-- RECORDS TO PROCESS follows --
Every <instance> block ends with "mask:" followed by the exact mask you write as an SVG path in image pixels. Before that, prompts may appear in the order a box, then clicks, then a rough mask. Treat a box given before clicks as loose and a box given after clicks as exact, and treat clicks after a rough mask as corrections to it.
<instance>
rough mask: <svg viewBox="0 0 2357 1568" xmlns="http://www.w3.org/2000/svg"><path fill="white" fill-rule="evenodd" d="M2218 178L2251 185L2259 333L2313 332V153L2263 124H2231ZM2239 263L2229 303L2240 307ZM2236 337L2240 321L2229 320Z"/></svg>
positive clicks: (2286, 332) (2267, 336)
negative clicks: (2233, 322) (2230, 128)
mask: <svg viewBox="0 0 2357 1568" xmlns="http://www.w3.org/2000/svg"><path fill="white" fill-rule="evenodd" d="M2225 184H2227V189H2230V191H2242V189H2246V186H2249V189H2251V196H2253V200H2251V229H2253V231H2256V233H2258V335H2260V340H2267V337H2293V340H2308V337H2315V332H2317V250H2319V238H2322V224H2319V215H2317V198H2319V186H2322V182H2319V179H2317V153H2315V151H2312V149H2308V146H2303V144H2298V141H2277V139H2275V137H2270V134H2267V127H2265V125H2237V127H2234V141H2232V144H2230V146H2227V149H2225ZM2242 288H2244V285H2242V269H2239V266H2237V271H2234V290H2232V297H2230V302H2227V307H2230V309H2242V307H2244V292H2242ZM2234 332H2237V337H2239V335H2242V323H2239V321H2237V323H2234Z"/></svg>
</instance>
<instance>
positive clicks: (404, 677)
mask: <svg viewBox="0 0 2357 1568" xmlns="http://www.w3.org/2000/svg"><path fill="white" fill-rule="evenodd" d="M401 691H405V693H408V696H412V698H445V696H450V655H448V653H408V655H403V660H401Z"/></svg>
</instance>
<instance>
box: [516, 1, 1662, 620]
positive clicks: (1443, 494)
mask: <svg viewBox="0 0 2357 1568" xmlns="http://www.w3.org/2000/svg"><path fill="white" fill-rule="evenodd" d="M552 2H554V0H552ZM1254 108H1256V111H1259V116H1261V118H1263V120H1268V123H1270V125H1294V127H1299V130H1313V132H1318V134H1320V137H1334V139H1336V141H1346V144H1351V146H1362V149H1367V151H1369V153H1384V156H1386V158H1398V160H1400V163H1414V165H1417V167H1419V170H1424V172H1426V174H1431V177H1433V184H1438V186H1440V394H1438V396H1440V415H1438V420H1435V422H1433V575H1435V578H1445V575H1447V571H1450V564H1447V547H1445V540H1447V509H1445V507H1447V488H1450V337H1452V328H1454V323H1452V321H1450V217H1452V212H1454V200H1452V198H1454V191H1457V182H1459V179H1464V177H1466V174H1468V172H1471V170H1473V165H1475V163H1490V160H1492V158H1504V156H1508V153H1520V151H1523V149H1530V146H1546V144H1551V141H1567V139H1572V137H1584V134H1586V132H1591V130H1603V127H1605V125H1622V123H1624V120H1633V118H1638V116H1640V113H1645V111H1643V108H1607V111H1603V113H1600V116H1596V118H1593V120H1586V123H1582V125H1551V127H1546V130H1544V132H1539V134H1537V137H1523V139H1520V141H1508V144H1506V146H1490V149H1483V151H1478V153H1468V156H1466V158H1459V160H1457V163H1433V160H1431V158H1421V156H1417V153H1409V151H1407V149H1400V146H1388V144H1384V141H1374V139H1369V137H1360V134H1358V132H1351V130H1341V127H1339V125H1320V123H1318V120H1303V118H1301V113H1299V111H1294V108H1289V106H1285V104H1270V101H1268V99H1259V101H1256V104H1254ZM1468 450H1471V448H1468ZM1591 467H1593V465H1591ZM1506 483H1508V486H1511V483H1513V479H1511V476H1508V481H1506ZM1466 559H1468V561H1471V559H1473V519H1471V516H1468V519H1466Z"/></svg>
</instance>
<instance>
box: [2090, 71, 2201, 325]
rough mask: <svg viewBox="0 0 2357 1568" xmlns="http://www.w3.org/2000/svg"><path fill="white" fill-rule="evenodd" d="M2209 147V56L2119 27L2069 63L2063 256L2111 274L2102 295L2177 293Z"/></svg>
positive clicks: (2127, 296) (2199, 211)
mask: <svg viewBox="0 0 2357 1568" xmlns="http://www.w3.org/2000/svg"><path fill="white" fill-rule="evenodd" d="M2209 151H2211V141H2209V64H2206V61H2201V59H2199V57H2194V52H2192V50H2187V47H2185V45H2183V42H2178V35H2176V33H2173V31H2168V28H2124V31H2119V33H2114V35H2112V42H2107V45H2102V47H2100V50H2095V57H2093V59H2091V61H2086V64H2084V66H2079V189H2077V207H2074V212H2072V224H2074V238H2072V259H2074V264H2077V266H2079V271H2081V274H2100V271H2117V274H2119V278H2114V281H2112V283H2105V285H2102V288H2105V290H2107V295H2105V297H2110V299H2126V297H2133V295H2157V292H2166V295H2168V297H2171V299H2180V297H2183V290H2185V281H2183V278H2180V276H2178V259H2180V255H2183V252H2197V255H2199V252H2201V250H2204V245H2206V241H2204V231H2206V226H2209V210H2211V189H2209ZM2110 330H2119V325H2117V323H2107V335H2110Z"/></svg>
-- RECORDS TO PROCESS concluded --
- WORK ITEM -
Reproduce the whole listing above, word for word.

- ANSWER TO THIS PROBLEM -
Every <instance> block ends with "mask:" followed by the exact mask you write as an SVG path in image pixels. Before that, prompts may appear in the order a box, then clicks, then a rough mask. Treat a box given before clicks as loose and a box given after clicks as exact, and treat clicks after a rough mask as corrections to it.
<instance>
rough mask: <svg viewBox="0 0 2357 1568" xmlns="http://www.w3.org/2000/svg"><path fill="white" fill-rule="evenodd" d="M2218 178L2251 185L2259 333L2313 332V153L2263 124H2231ZM2239 263L2229 303L2240 307ZM2236 337L2240 321L2229 320Z"/></svg>
positive clicks: (2286, 332) (2267, 336)
negative clicks: (2233, 322) (2230, 128)
mask: <svg viewBox="0 0 2357 1568" xmlns="http://www.w3.org/2000/svg"><path fill="white" fill-rule="evenodd" d="M2225 184H2227V189H2230V191H2242V189H2246V186H2249V189H2251V196H2253V200H2251V229H2253V231H2256V233H2258V335H2260V340H2267V337H2293V340H2308V337H2315V332H2317V250H2319V238H2322V224H2319V215H2317V198H2319V186H2322V182H2319V179H2317V153H2315V151H2312V149H2308V146H2303V144H2298V141H2277V139H2275V137H2270V134H2267V127H2265V125H2237V127H2234V141H2232V144H2230V146H2227V149H2225ZM2242 288H2244V285H2242V269H2239V266H2237V271H2234V290H2232V297H2230V302H2227V307H2230V309H2242V307H2244V292H2242ZM2234 332H2237V337H2239V335H2242V323H2239V321H2237V323H2234Z"/></svg>
</instance>
<instance>
positive clicks: (404, 677)
mask: <svg viewBox="0 0 2357 1568" xmlns="http://www.w3.org/2000/svg"><path fill="white" fill-rule="evenodd" d="M401 691H405V693H408V696H412V698H445V696H450V655H448V653H408V655H403V660H401Z"/></svg>
</instance>
<instance>
box: [516, 1, 1662, 620]
positive clicks: (1443, 494)
mask: <svg viewBox="0 0 2357 1568" xmlns="http://www.w3.org/2000/svg"><path fill="white" fill-rule="evenodd" d="M552 2H554V0H552ZM1254 108H1256V111H1259V116H1261V118H1263V120H1268V123H1270V125H1294V127H1299V130H1313V132H1318V134H1320V137H1334V139H1336V141H1346V144H1351V146H1362V149H1367V151H1369V153H1384V156H1386V158H1398V160H1400V163H1414V165H1417V167H1419V170H1424V172H1426V174H1431V177H1433V184H1438V186H1440V394H1438V396H1440V415H1438V420H1435V422H1433V575H1435V578H1445V575H1447V571H1450V564H1447V547H1445V540H1447V509H1445V507H1447V488H1450V337H1452V328H1454V323H1452V321H1450V217H1452V212H1454V200H1452V198H1454V191H1457V182H1459V179H1464V177H1466V174H1468V172H1471V170H1473V165H1475V163H1490V160H1492V158H1504V156H1508V153H1520V151H1523V149H1530V146H1546V144H1551V141H1567V139H1572V137H1584V134H1586V132H1591V130H1603V127H1605V125H1622V123H1624V120H1633V118H1638V116H1640V113H1645V111H1643V108H1607V111H1603V113H1600V116H1596V118H1593V120H1586V123H1582V125H1551V127H1546V130H1544V132H1539V134H1537V137H1523V139H1520V141H1508V144H1506V146H1490V149H1483V151H1478V153H1468V156H1466V158H1459V160H1457V163H1433V160H1431V158H1421V156H1417V153H1409V151H1407V149H1400V146H1388V144H1384V141H1374V139H1369V137H1360V134H1358V132H1351V130H1341V127H1339V125H1320V123H1318V120H1303V118H1301V113H1299V111H1294V108H1289V106H1285V104H1270V101H1268V99H1259V101H1256V104H1254ZM1468 450H1471V448H1468ZM1591 467H1593V465H1591ZM1506 483H1508V486H1511V483H1513V479H1511V476H1508V481H1506ZM1466 559H1468V561H1471V559H1473V519H1471V516H1468V519H1466Z"/></svg>
</instance>
<instance>
box: [2090, 71, 2201, 325]
rough mask: <svg viewBox="0 0 2357 1568" xmlns="http://www.w3.org/2000/svg"><path fill="white" fill-rule="evenodd" d="M2209 147V56L2119 27L2069 63L2063 256L2111 274L2102 295L2177 293Z"/></svg>
positive clicks: (2127, 296) (2199, 211)
mask: <svg viewBox="0 0 2357 1568" xmlns="http://www.w3.org/2000/svg"><path fill="white" fill-rule="evenodd" d="M2209 151H2211V141H2209V64H2206V61H2201V59H2199V57H2194V52H2192V50H2187V47H2185V45H2183V42H2178V35H2176V33H2173V31H2168V28H2124V31H2119V33H2114V35H2112V42H2107V45H2102V47H2100V50H2095V57H2093V59H2091V61H2086V64H2084V66H2079V189H2077V207H2074V212H2072V224H2074V238H2072V259H2074V264H2077V266H2079V271H2081V274H2100V271H2117V274H2119V278H2114V281H2112V283H2105V285H2102V288H2105V290H2107V295H2105V297H2110V299H2126V297H2133V295H2157V292H2166V295H2168V297H2171V299H2180V297H2183V290H2185V281H2183V278H2180V276H2178V259H2180V255H2183V252H2197V255H2199V252H2201V250H2204V245H2206V241H2204V231H2206V226H2209V210H2211V189H2209ZM2110 330H2119V325H2117V323H2107V335H2110Z"/></svg>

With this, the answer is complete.